**TASKS TO CARRY OUT**
1. Transcribe the file size thread from "Date: Tue, 21 Jan 2014 13:50:39" up to and including "in your case.".
2. Pick up the mailing-list thread on getting a file's size in Perl where it stops, and keep writing it.

**DOCUMENT SECTION**
***
Date: Tue, 21 Jan 2014 13:50:39 +0000
From: Ben Morrow <ben@morrow.me.uk>
Subject: Re: file size
Message-Id: <fia2ra-95o1.ln1@anubis.morrow.me.uk>


Quoth Marius Gavrilescu <marius@ieval.ro>:
> 
> So tell is significantly faster than -s, but the combination of
> seek+tell is slower. Of course, YMMV. Run the benchmark and see what
> works best in your case.

That's expected. tell (as opposed to calling sysseek and looking at the
return value) does not make a system call, it just looks into PerlIO's
data structures to see where the file pointer is now. seek calls
lseek(2) every time it is called (in fact, the PerlIO implementation
calls lseek twice, once to 'seek' the :unix layer and then again to
'tell' it), so it will be (much) slower than tell. -s calls fstat(2), so
it's likely to be faster than seek but rather slower than tell.

Ben



------------------------------

Date: Tue, 21 Jan 2014 14:34:46 +0000
From: Rainer Weikusat <rweikusat@mobileactivedefense.com>
Subject: Re: file size
Message-Id: <8761pd769l.fsf@sable.mobileactivedefense.com>

Marius Gavrilescu <marius@ieval.ro> writes:
> George Mpouras <gravitalsun@foo.com> writes:
>> Στις 21/1/2014 12:08, ο/η George Mpouras έγραψε:
>>> I have a file already open (in fact could be 100s). How can I get the
>>> size faster
>
> use Benchmark;
>
> This code:
>
> 	#!/usr/bin/perl -w
> 	
> 	use Benchmark qw/cmpthese/;
> 	
> 	open FILE, '<file';
> 	cmpthese(10000000, {
> 		-s => sub { -s FILE },
> 		seektell => sub { seek FILE, 0, 2; tell FILE },
> 	})
>
> produces this output over here (Debian amd64, perl v5.18.2):
>
>                   Rate seektell       -s
>     seektell 3952569/s       --     -48%
>     -s       7575758/s      92%       --
>
> So -s is almost twice as fast as seektell.
>
> If the seek is only done once, the result becomes:
>
>                    Rate       -s seektell
>     -s        7022472/s       --     -82%
>     seektell 39370079/s     461%       --
>
> So tell is significantly faster than -s, but the combination of
> seek+tell is slower.
***
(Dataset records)
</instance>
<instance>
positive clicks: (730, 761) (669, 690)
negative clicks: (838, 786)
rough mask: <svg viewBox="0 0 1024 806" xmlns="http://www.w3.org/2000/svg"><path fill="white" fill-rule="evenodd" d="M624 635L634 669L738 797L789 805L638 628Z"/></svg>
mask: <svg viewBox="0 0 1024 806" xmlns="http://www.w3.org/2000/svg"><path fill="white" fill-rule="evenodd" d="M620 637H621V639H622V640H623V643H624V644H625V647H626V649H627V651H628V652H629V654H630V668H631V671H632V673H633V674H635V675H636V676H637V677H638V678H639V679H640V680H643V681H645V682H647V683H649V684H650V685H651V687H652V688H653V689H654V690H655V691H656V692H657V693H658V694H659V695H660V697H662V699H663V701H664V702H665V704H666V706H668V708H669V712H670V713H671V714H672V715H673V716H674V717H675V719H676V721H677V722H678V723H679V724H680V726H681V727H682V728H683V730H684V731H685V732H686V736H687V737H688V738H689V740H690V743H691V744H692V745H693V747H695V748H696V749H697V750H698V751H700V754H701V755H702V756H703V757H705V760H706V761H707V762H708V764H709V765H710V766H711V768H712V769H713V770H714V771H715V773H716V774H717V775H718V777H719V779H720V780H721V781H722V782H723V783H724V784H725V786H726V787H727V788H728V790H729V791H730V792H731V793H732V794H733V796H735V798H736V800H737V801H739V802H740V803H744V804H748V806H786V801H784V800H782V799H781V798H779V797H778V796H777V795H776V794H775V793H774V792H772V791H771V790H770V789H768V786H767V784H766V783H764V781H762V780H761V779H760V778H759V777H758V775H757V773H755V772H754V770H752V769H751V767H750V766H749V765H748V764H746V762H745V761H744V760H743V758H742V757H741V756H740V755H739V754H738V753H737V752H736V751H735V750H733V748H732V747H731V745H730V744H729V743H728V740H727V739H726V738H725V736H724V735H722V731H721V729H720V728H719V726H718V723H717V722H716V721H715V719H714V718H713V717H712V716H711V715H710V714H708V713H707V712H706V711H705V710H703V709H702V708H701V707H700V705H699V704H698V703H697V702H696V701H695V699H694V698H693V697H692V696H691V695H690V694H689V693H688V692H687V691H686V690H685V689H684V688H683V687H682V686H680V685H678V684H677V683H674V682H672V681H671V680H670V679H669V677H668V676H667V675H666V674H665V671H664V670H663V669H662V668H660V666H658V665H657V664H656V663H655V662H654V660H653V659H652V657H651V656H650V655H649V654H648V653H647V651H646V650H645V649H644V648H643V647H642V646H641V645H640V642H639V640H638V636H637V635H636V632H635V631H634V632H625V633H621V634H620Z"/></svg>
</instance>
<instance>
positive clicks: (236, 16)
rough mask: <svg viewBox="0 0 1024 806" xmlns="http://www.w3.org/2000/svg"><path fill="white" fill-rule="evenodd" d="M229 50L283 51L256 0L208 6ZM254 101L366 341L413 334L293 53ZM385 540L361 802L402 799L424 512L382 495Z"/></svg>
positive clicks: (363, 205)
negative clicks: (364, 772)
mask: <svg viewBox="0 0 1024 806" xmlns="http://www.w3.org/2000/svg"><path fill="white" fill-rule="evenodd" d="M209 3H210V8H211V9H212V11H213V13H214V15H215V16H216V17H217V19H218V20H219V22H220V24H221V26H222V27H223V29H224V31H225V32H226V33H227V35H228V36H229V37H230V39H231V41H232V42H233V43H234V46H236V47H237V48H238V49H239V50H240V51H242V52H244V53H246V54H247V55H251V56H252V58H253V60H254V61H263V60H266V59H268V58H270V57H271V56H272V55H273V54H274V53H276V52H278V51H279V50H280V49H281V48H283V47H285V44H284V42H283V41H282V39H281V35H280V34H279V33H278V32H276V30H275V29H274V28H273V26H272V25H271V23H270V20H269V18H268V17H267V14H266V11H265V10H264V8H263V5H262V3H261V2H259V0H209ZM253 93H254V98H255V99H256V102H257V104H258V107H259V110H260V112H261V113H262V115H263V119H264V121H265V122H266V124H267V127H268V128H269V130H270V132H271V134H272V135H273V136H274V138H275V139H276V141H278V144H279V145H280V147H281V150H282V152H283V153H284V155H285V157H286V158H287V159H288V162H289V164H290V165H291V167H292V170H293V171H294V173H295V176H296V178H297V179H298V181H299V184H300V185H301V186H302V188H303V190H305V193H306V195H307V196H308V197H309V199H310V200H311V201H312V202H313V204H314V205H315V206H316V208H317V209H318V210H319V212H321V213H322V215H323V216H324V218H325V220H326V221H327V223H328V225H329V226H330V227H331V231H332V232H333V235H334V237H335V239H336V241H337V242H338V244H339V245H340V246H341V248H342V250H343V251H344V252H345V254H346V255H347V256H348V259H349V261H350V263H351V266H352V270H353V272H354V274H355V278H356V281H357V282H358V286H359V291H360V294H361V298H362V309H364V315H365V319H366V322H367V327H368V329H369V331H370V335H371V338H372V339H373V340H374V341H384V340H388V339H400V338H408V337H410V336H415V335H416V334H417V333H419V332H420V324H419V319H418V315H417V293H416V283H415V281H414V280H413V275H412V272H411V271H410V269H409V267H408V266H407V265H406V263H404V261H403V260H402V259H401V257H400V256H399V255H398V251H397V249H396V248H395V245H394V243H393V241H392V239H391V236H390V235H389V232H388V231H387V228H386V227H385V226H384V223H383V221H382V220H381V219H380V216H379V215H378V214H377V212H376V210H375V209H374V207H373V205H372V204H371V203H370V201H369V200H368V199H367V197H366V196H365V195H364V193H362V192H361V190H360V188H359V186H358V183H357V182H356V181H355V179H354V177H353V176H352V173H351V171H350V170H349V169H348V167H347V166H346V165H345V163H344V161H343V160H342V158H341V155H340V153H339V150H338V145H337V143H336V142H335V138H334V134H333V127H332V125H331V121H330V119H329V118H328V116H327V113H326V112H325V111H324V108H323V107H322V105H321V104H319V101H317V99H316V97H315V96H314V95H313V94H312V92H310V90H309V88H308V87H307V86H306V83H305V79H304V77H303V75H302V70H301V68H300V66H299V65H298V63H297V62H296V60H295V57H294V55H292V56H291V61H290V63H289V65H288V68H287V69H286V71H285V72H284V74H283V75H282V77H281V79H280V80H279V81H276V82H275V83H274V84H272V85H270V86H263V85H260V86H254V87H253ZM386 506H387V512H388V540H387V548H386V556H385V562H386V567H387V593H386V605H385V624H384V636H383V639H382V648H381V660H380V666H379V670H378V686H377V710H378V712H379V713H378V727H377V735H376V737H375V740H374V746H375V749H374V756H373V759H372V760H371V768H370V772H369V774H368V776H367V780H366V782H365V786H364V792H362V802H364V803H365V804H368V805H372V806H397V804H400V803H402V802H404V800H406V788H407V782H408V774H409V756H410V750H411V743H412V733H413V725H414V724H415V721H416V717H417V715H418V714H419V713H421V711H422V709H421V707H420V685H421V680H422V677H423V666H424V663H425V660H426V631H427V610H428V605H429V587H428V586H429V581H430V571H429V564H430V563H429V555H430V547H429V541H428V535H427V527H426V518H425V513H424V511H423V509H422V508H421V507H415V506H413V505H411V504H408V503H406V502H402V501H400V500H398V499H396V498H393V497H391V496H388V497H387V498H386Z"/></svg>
***
**ANSWERS BY ITEM NUMBER**
1.
Date: Tue, 21 Jan 2014 13:50:39 +0000
From: Ben Morrow <ben@morrow.me.uk>
Subject: Re: file size
Message-Id: <fia2ra-95o1.ln1@anubis.morrow.me.uk>


Quoth Marius Gavrilescu <marius@ieval.ro>:
> 
> So tell is significantly faster than -s, but the combination of
> seek+tell is slower. Of course, YMMV. Run the benchmark and see what
> works best in your case.

2.
The first seek moves the current file position to the end of the
file, which causes the old current position to be lost. All subsequent
seeks don't do any actual seeking. This should rather be something like

---------
#!/usr/bin/perl -w
	
use Benchmark qw/cmpthese/;
	
open FILE, '<file';
cmpthese(10000000, {
	-s => sub {
	    -s FILE
	},
	seektell => sub {
	    my ($old, $rc);

	    $old = tell(FILE);
	    seek FILE, 0, 2;
	    $rc = tell FILE;
	    seek FILE, $old, 0;
	    return $rc;
	},
})
----------


------------------------------

Date: Tue, 21 Jan 2014 16:12:36 +0000
From: Ben Morrow <ben@morrow.me.uk>
Subject: Re: file size
Message-Id: <ksi2ra-6kp1.ln1@anubis.morrow.me.uk>


Quoth Rainer Weikusat <rweikusat@mobileactivedefense.com>:
> Marius Gavrilescu <marius@ieval.ro> writes:
> >
> > 	cmpthese(10000000, {
> > 		-s => sub { -s FILE },
> > 		seektell => sub { seek FILE, 0, 2; tell FILE },
> > 	})
> 
> The first seek moves the current file position to the end of the
> file, which causes the old current position to be lost. All subsequent
> seeks don't do any actual seeking.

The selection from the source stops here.